▸ EXERCISE INSTRUCTIONS
According to the introduction on the HD Mining case, which program are employers increasingly using as a source of cheap labor?

▸ EXCERPT TO READ
* START *
Introduction, by Roger Annis, May 22, 2013
Construction unions in British Columbia and the broader union movement in Canada lost a court battle this week in Ottawa over the efforts of an upstart coal mining company, HD Mining, to build and operate a coal mine in northeast BC using workers from China. Below are three news articles describing this case.
The HD Mining case contributed to public revelation of the scope of the abuses by employers of Canada’s Foreign Temporary Worker Program. The program is increasingly being used by employers as a source of cheap labour, pure and simple. The abuses go right to the top of Canada’s corporate echelon. A similar program in the United States is the flagship that inspired Canada’s rulers to follow the same path.
The HD Mining mine was the first of four such coal mines by Chinese investors that the BC government of Christy Clark has worked hard to assist in opening up.
* END *
Location labeling records:
* START *
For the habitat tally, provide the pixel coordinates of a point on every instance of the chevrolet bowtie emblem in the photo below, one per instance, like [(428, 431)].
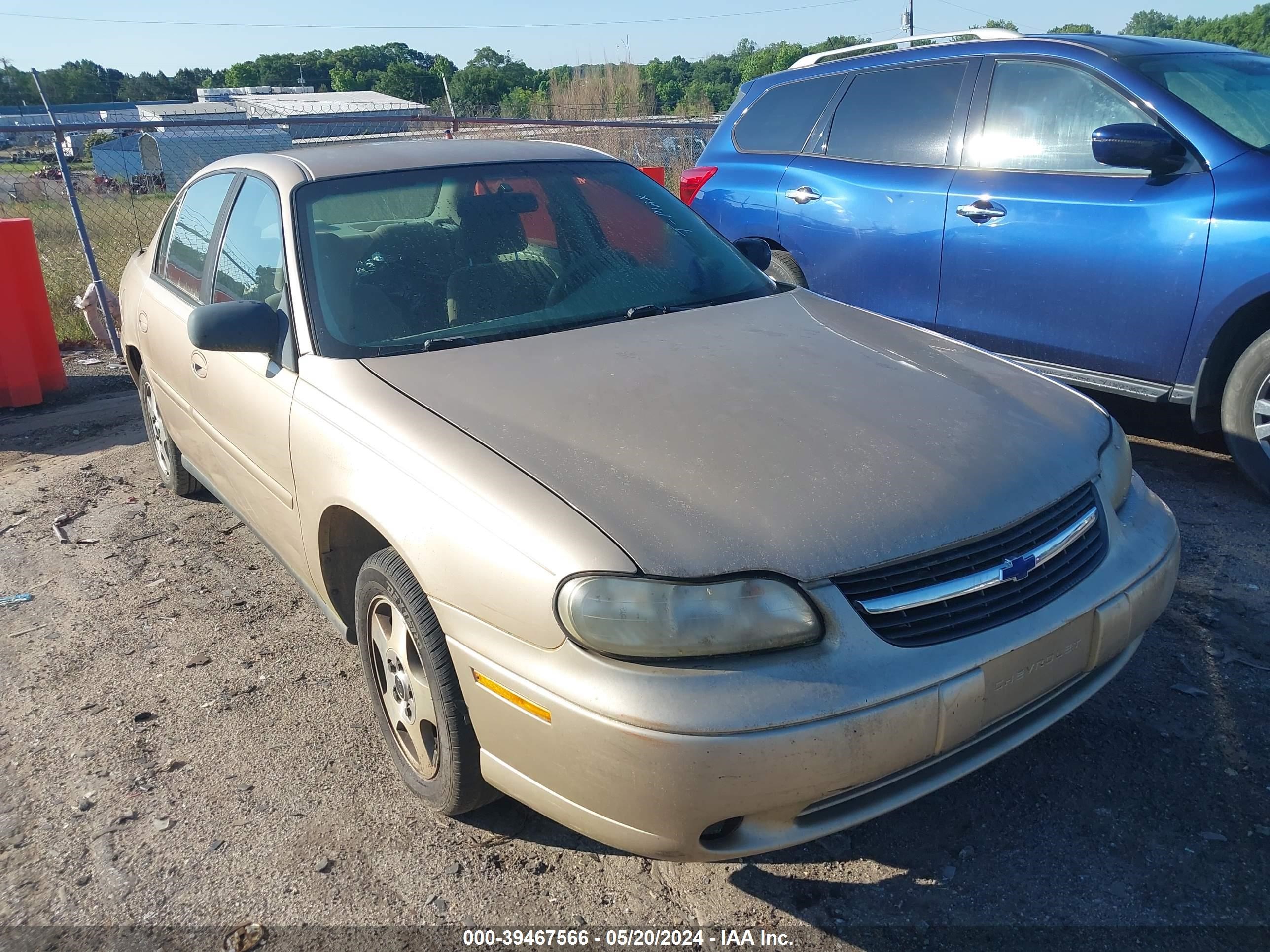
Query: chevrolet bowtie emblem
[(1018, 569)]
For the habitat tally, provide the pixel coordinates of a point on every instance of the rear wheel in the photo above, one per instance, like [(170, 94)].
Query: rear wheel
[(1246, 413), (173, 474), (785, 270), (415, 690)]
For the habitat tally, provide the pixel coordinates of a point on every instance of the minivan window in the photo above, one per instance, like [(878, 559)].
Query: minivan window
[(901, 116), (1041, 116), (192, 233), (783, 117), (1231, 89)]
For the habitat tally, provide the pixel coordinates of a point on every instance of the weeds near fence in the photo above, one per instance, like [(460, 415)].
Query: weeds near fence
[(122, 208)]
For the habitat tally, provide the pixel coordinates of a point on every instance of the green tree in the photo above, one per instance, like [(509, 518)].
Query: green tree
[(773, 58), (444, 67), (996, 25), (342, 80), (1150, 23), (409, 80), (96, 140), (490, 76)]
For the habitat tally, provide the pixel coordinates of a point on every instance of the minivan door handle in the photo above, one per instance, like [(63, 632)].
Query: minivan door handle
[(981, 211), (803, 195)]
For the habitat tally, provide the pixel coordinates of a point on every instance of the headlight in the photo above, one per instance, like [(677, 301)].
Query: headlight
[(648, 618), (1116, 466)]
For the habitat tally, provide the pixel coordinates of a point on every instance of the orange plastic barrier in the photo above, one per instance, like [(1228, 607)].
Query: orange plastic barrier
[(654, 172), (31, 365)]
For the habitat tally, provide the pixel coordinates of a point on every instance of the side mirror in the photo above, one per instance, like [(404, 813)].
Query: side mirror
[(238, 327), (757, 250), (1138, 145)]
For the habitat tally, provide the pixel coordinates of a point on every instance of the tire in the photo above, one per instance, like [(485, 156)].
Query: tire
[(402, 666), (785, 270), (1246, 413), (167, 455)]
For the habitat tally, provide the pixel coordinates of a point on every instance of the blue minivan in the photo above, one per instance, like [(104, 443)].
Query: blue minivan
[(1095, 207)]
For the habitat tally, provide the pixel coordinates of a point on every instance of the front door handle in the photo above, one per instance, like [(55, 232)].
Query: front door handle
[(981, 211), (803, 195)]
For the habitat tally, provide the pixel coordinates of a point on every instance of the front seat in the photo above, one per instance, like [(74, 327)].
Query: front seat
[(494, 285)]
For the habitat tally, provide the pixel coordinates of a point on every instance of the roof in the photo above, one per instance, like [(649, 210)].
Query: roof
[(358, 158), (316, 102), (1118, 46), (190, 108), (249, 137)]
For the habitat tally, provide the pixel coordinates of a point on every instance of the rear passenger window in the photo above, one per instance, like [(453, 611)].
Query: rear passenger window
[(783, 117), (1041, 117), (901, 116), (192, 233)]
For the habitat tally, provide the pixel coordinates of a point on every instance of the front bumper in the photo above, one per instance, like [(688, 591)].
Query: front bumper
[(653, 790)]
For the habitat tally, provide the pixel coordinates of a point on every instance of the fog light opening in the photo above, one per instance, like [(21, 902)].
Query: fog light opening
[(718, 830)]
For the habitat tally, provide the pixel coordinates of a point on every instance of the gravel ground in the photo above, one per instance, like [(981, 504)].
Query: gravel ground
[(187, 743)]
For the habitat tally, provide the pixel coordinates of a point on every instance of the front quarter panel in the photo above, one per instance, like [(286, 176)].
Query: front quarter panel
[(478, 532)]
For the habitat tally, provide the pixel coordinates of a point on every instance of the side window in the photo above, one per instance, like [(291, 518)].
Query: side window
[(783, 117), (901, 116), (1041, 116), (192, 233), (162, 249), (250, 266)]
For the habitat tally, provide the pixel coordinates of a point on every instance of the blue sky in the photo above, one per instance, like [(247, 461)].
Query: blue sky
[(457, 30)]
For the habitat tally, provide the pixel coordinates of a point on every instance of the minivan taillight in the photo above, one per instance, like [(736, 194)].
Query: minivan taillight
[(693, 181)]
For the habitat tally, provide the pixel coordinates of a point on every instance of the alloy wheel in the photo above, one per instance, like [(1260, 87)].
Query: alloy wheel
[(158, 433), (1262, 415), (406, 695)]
* END *
▸ OUTPUT BELOW
Canada's Foreign Temporary Worker Program.